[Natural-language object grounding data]
☆ ☆ ☆
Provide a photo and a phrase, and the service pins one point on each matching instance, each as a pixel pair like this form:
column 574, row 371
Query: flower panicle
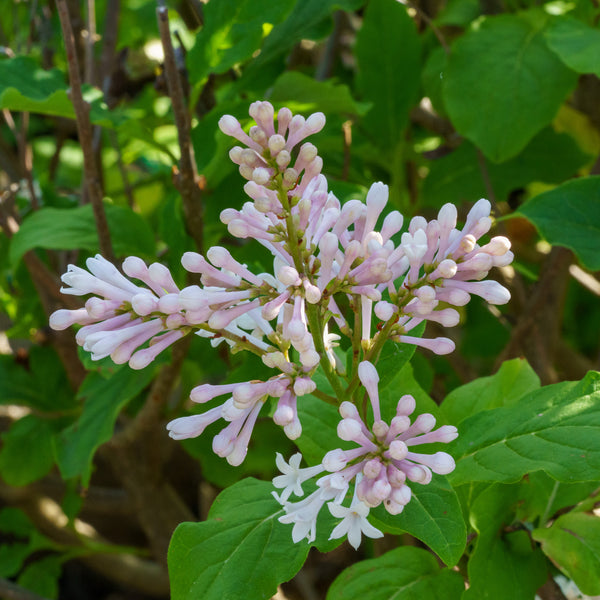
column 381, row 467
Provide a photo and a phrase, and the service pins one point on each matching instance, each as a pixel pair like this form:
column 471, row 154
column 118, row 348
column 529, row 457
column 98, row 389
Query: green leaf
column 506, row 54
column 458, row 13
column 388, row 51
column 503, row 565
column 550, row 157
column 569, row 216
column 130, row 234
column 233, row 31
column 555, row 429
column 433, row 515
column 575, row 43
column 25, row 86
column 104, row 399
column 241, row 541
column 541, row 496
column 26, row 453
column 303, row 94
column 44, row 387
column 303, row 22
column 403, row 383
column 514, row 379
column 394, row 356
column 573, row 544
column 408, row 573
column 42, row 576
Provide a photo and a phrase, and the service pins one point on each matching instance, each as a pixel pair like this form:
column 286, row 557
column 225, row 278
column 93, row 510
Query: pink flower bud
column 406, row 405
column 62, row 318
column 372, row 468
column 309, row 359
column 144, row 304
column 169, row 303
column 334, row 460
column 385, row 310
column 349, row 430
column 276, row 144
column 401, row 495
column 315, row 122
column 348, row 410
column 304, row 385
column 283, row 159
column 260, row 175
column 398, row 450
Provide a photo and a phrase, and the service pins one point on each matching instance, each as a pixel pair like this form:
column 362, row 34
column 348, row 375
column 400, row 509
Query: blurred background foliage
column 443, row 100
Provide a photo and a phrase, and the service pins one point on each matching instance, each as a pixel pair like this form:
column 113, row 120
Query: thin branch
column 90, row 40
column 12, row 591
column 325, row 66
column 126, row 569
column 152, row 411
column 485, row 175
column 84, row 128
column 186, row 178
☆ ☆ ☆
DIRECTIONS FOR THIS TASK:
Drop every picture, then write out the remaining entries above exactly as they appear.

WRITTEN ANSWER:
Provide a photo and a phrase, and the service pins one point on each matching instance, each as a pixel pair like this form:
column 574, row 371
Query: flower panicle
column 381, row 467
Provide a photo and a phrase, and the service pins one point on each matching instance, each as a pixel pair like this form:
column 471, row 154
column 118, row 348
column 529, row 457
column 98, row 389
Query: green leaf
column 506, row 54
column 458, row 13
column 388, row 51
column 503, row 565
column 550, row 157
column 569, row 216
column 130, row 234
column 233, row 31
column 555, row 429
column 433, row 515
column 575, row 43
column 25, row 86
column 104, row 399
column 241, row 541
column 541, row 496
column 26, row 453
column 303, row 94
column 44, row 387
column 303, row 22
column 403, row 383
column 514, row 379
column 394, row 356
column 573, row 544
column 408, row 573
column 42, row 576
Provide a photo and a phrase, and the service pins one point on each matching instance, each as a pixel pair like this form:
column 286, row 557
column 225, row 278
column 93, row 510
Query: pink flower bud
column 406, row 405
column 62, row 318
column 372, row 468
column 309, row 359
column 144, row 304
column 169, row 303
column 334, row 460
column 385, row 310
column 349, row 430
column 276, row 144
column 401, row 495
column 315, row 122
column 348, row 410
column 304, row 385
column 283, row 159
column 260, row 175
column 398, row 450
Provide a photo and a phrase, and the service pins one point on each matching instance, each as a pixel pair like this form:
column 362, row 34
column 348, row 375
column 400, row 509
Query: blurred background foliage
column 443, row 100
Provide a photo and a phrase, and the service pins one point on each matching instance, each as a pixel pair like this form:
column 113, row 120
Query: thin branch
column 90, row 40
column 12, row 591
column 325, row 66
column 126, row 569
column 152, row 411
column 485, row 175
column 84, row 128
column 186, row 178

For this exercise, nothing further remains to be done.